Task item
Copy the passage of the Leicester lockdown article word for word, starting at "The health secretary, Matt" and ending at "all new cases.".

Leicester placed in special lockdown with schools and non-essential shops told to shut
The city of Leicester has had a special lockdown imposed after an outbreak of coronavirus, with some restrictions starting on Tuesday.
The health secretary, Matt Hancock, announced the measures in a late-night speech in the House of Commons on Monday, revealing that the city currently accounts for 10% of all new cases.
non-essential retailers will have to close from Tuesday
schools will have to close from Thursday to all but vulnerable and children of critical workers
the relaxation measures due to be implemented across the rest of England on 6 July will not be possible in the city
extra funding will be made available to councils to help with translating government advice
more support will be given to those self-isolating
Hancock told residents to stay at home if they can and advised only essential travel to, from and within the city.
Leicester becomes the first city in England to undergo such widespread measures.

Record excerpts
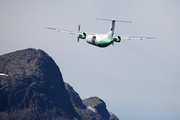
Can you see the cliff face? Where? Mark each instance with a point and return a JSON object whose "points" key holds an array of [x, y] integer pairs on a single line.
{"points": [[34, 89]]}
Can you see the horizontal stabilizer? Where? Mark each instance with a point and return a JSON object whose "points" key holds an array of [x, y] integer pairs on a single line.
{"points": [[114, 20]]}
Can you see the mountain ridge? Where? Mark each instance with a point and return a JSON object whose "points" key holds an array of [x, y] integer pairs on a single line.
{"points": [[35, 89]]}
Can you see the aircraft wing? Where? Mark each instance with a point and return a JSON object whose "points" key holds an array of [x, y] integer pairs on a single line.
{"points": [[69, 31], [135, 38]]}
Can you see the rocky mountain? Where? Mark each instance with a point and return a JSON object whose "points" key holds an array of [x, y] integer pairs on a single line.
{"points": [[32, 88]]}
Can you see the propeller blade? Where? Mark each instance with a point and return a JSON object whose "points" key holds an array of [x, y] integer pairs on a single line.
{"points": [[79, 27], [112, 43]]}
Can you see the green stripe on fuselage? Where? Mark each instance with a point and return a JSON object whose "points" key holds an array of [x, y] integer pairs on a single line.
{"points": [[103, 43]]}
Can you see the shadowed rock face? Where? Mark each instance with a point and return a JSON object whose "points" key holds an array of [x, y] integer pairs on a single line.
{"points": [[92, 108], [99, 107], [34, 88]]}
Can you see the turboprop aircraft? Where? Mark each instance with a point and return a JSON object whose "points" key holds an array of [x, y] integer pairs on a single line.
{"points": [[101, 40]]}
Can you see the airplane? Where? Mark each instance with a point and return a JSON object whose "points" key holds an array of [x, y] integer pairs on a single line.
{"points": [[101, 40]]}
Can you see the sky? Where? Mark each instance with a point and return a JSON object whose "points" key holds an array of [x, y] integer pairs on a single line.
{"points": [[137, 79]]}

Reply to the task
The health secretary, Matt Hancock, announced the measures in a late-night speech in the House of Commons on Monday, revealing that the city currently accounts for 10% of all new cases.